§ Stated task:
Rewrite the lines below as a JSON list of strings with one string for each line, omitting blank lines and leaving out the picture.

§ Working data:
####

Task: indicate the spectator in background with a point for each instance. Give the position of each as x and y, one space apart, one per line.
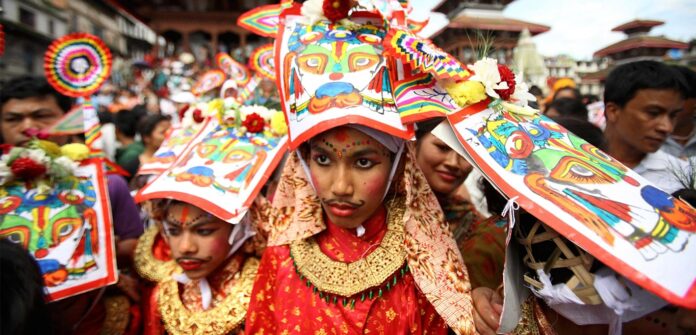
642 100
127 156
589 99
682 142
153 130
566 107
583 129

####

§ Written reply:
[
  "Task: indicate the spectator in background with a point for each instance. Give the position of each as x and y, one space apart, one per line.",
  "642 100",
  "127 156",
  "589 99",
  "682 142",
  "153 130",
  "566 107",
  "583 129"
]